======== Records shown
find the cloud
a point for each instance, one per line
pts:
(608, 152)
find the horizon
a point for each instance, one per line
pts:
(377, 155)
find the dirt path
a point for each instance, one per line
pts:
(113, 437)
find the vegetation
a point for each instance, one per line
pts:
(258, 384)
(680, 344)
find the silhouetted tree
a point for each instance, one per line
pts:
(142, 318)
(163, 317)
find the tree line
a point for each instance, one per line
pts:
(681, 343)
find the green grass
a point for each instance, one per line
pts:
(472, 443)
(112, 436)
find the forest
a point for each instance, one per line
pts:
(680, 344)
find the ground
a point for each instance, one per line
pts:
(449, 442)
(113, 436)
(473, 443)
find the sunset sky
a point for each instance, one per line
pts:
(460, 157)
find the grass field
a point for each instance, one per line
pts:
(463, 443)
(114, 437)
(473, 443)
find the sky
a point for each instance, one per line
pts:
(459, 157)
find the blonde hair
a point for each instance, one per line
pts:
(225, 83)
================
======== Records shown
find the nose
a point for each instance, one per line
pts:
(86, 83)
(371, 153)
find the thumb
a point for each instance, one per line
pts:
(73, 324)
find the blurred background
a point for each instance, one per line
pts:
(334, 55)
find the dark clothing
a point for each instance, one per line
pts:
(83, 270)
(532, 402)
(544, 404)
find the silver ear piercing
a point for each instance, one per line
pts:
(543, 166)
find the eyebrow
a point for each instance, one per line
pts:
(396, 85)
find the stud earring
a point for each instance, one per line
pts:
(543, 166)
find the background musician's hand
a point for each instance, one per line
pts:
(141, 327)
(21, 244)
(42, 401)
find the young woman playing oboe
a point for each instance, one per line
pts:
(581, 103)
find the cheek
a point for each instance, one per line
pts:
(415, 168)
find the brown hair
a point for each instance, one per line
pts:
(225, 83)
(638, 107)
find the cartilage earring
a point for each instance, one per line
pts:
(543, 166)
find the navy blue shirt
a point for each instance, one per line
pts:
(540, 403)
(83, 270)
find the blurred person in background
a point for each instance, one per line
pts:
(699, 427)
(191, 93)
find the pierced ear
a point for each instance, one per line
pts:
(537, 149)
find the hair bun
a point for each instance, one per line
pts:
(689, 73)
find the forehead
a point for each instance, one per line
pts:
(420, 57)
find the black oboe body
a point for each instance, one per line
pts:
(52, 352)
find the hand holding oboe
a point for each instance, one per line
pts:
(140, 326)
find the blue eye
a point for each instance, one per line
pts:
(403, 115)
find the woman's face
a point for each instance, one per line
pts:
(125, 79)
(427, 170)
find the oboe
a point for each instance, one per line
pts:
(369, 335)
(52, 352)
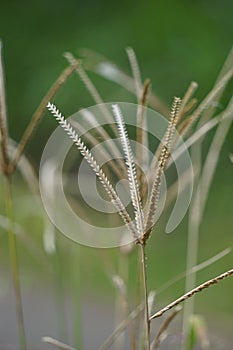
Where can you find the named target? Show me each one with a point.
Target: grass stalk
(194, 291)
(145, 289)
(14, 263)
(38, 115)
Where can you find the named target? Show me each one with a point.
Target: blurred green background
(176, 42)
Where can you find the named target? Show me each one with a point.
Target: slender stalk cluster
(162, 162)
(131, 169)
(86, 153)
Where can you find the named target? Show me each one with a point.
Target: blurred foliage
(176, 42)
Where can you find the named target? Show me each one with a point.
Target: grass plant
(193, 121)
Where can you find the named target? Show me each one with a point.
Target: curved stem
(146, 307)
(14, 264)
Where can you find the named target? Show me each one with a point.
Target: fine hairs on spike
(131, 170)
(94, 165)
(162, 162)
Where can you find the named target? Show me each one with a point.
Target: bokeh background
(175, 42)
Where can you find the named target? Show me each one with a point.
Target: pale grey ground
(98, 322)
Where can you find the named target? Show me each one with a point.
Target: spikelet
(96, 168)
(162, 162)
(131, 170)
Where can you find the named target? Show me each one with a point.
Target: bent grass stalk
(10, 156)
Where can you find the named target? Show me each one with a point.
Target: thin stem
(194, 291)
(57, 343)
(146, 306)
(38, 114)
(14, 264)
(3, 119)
================
* [Given exercise] Pull out every line of the data above that contains the word "stem".

* [The answer]
Target: curved stem
Target: thin stem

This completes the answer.